▶ _EXERCISE OBJECTIVE_: Find the string "court" in the material. Copy every line that has it.

▶ _MATERIAL SHOWN_:
———
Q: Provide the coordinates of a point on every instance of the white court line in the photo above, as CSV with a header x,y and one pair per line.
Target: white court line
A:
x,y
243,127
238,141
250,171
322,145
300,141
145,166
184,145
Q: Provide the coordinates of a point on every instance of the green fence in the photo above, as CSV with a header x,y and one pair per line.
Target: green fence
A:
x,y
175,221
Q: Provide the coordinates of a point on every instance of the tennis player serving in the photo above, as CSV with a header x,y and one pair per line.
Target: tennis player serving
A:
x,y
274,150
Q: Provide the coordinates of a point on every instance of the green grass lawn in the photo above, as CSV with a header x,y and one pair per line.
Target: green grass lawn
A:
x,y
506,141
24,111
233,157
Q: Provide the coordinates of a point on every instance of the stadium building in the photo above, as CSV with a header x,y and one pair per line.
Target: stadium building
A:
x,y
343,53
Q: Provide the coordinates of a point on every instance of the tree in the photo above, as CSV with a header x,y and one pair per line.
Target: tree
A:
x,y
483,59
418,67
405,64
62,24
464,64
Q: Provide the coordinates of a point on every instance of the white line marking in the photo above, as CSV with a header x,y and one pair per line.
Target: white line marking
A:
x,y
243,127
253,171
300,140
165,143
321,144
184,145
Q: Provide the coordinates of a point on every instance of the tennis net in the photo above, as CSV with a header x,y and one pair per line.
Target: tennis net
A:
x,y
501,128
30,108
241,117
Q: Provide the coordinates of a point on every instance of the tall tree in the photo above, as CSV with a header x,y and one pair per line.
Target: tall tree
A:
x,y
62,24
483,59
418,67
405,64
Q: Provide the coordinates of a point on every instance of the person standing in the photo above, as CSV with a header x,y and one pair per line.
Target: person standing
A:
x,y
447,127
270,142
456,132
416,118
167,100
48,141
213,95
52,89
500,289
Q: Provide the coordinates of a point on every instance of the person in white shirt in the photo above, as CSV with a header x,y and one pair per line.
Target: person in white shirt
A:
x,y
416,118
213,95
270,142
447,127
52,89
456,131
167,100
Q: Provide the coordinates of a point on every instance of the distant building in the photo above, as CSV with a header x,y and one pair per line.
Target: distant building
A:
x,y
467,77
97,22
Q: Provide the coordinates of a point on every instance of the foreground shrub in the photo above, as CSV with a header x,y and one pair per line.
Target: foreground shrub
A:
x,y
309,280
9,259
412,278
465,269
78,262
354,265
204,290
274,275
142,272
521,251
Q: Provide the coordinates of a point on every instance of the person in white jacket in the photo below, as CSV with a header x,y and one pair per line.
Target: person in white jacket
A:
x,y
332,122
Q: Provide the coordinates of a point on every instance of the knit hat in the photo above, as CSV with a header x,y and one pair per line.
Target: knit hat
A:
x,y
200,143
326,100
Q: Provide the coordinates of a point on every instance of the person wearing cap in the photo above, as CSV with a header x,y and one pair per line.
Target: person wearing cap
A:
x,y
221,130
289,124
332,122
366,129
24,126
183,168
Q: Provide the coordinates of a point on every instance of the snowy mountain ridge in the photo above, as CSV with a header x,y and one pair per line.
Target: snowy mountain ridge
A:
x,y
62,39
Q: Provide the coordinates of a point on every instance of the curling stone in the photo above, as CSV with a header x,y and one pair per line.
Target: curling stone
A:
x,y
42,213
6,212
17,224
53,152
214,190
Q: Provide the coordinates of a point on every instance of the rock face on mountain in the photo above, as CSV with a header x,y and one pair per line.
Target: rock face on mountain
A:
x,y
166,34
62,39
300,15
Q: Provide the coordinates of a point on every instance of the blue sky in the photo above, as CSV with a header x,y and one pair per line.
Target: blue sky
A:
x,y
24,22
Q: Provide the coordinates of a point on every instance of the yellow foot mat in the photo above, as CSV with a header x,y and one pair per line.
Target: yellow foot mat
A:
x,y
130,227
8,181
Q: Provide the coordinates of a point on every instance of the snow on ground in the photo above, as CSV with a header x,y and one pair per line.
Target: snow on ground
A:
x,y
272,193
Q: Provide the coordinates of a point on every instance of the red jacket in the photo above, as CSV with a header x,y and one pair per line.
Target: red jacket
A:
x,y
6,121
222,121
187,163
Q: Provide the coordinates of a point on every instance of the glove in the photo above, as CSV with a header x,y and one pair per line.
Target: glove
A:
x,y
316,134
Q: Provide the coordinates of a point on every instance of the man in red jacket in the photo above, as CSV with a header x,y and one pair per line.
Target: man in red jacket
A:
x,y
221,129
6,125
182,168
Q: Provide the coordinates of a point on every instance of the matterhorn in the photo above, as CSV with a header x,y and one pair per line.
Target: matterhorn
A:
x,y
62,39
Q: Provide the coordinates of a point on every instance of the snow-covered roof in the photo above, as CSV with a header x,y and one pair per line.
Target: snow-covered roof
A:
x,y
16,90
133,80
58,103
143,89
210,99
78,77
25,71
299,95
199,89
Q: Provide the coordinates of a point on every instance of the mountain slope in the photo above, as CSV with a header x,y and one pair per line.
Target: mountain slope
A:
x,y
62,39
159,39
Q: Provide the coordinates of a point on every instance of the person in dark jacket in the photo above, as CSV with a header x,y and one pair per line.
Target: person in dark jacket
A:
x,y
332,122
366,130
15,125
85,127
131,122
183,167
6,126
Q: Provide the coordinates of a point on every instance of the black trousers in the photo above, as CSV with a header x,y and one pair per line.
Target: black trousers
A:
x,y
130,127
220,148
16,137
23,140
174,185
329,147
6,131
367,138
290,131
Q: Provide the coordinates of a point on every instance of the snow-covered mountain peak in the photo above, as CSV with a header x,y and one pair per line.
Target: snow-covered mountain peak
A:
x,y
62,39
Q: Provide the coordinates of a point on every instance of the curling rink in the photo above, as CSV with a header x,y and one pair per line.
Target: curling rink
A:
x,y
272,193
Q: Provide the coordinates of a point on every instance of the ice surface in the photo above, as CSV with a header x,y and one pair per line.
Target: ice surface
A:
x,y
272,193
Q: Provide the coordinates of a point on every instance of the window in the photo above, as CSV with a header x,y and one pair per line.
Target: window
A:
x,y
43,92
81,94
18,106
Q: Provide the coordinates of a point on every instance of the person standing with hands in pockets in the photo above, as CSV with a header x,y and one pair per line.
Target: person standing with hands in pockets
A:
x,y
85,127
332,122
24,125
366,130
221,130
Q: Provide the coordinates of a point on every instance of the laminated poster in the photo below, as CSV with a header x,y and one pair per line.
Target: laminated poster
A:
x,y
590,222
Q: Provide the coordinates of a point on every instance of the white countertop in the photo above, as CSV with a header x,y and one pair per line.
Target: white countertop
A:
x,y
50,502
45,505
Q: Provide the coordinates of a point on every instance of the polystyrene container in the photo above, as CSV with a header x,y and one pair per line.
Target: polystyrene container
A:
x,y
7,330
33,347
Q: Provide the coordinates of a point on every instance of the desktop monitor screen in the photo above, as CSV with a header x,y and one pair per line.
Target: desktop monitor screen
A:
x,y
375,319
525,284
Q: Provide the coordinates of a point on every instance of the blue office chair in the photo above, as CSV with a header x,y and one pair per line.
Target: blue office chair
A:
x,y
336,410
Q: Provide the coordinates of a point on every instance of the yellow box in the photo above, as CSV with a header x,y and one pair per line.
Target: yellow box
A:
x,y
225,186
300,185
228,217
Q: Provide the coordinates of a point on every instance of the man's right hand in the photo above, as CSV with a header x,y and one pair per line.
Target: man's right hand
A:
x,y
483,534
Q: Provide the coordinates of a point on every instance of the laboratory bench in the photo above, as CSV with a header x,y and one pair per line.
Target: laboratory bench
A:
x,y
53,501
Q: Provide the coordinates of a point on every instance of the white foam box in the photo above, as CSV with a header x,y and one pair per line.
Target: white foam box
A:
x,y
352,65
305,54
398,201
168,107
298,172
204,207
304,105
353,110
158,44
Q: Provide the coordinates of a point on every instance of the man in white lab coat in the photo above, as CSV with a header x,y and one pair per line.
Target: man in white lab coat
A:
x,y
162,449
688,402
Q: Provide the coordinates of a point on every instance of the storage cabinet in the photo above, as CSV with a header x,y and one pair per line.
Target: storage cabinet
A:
———
▶ _OUTPUT FOR THIS EXERCISE_:
Q: Provide the coordinates of a point on every instance of the white court line in the photo above, as CSV with a header x,y and one pair per line.
Target: white court line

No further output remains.